— BEGIN SUPPLIED DATA —

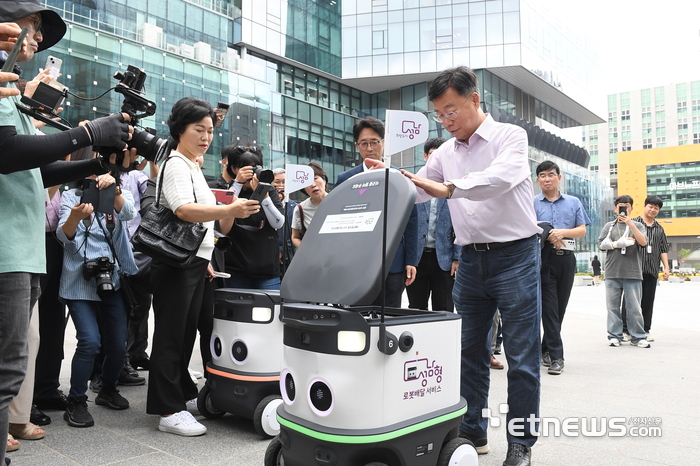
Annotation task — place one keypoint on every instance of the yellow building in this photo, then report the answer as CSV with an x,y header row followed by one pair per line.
x,y
672,173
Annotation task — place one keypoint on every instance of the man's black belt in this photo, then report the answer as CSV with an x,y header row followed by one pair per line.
x,y
483,247
561,252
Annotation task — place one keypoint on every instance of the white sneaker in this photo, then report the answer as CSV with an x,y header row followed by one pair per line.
x,y
182,423
194,375
641,343
192,406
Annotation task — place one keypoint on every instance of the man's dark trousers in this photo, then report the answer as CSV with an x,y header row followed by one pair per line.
x,y
649,283
556,290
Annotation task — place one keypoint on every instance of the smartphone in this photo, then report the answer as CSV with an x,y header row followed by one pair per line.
x,y
220,111
53,64
224,196
260,192
12,57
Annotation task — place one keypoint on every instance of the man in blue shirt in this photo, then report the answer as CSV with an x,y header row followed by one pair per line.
x,y
569,220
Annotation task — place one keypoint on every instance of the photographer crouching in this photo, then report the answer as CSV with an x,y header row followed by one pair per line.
x,y
97,244
22,194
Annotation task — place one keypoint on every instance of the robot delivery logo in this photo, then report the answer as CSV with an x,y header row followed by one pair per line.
x,y
423,370
429,374
410,128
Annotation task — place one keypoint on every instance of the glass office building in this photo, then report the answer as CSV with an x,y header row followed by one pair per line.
x,y
297,73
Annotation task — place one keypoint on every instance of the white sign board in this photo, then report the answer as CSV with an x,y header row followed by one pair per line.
x,y
350,223
298,177
404,130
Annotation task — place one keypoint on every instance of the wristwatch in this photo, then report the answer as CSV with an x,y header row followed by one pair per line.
x,y
450,188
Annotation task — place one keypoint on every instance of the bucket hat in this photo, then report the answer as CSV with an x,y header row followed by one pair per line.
x,y
53,27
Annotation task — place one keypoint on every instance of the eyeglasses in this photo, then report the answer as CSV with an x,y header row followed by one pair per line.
x,y
243,149
365,145
452,116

— END SUPPLIED DATA —

**WHAT IS ASKED**
Convert every line of the records above into a Markdown table with the columns No and Line, numbering the rows and skipping any blank lines. Omit the pictures.

**COMPLETED TASK**
| No | Line |
|---|---|
| 1 | Annotation task — place one keypoint on every instance of the yellow building in this photo, then report the answer as CSV with an x,y header row followed by one pair per line. |
| 2 | x,y |
| 3 | 672,173 |
| 4 | Annotation task — place one keypoint on every instance of the man's black belt in this photo, then report the answer as CSV with an x,y header row followed by one pair per line. |
| 5 | x,y |
| 6 | 483,247 |
| 7 | 561,252 |
| 8 | Annotation task — place one keypoint on every instance of the white sneaker in this photo, then report the answer as CSV with an x,y header row followed by one pair per line. |
| 9 | x,y |
| 10 | 182,423 |
| 11 | 194,375 |
| 12 | 641,343 |
| 13 | 192,406 |
| 14 | Annotation task — place one keypoint on every instance of the man's dark trousers in this photo, then report the answer as CSV with an x,y header row followed by one pair per line. |
| 15 | x,y |
| 16 | 649,283 |
| 17 | 556,290 |
| 18 | Annotation task — place one keypoint on every instance of the smartphone in this photo, then report the answer as CSV with an x,y header row followed by one pair per line. |
| 19 | x,y |
| 20 | 220,111 |
| 21 | 53,64 |
| 22 | 224,196 |
| 23 | 260,192 |
| 24 | 12,57 |
| 25 | Annotation task — place one keypoint on every instance of the man in blue shirt in this photo, then report the answer as CSV with an x,y header row followed by one pair per line. |
| 26 | x,y |
| 27 | 569,220 |
| 28 | Annotation task — place one keypoint on every instance of the photographer crouching in this photo, then report the answer as CSV with an x,y header row followed by one pair per line. |
| 29 | x,y |
| 30 | 97,244 |
| 31 | 22,194 |
| 32 | Annotation task — place one keypoint on every instance of the robot delivery logo in this photo, then report the answer as CSV with an x,y header row followed by one pair per line. |
| 33 | x,y |
| 34 | 423,370 |
| 35 | 429,374 |
| 36 | 410,128 |
| 37 | Annotation task — place one keypoint on every instance of the glass office building in this photo, then report the answer as CSV with an x,y header row followed by one pair per line. |
| 38 | x,y |
| 39 | 297,73 |
| 40 | Annotation task — place one keypoint on every instance of the white sign board in this photo, then report the answer as CSV with an x,y header row followed by one pair per line. |
| 41 | x,y |
| 42 | 350,223 |
| 43 | 298,177 |
| 44 | 404,130 |
| 45 | Annotation task — place one keypoint on every instance of the wristwatch in this photo, then report the answer as CSV with an x,y header row followed by one pair per line. |
| 46 | x,y |
| 47 | 450,188 |
| 48 | Annotation task — place one keypoint on every instance of the bucket hat in this photo, then report the answer as CSV with an x,y header row followed by one pair per line. |
| 49 | x,y |
| 50 | 53,27 |
| 51 | Annotation task — place one keypoint on every instance of the eyeglasses in this photo, then report the answer as CSV with an x,y header row followed by one pair per line. |
| 52 | x,y |
| 53 | 243,149 |
| 54 | 365,145 |
| 55 | 452,116 |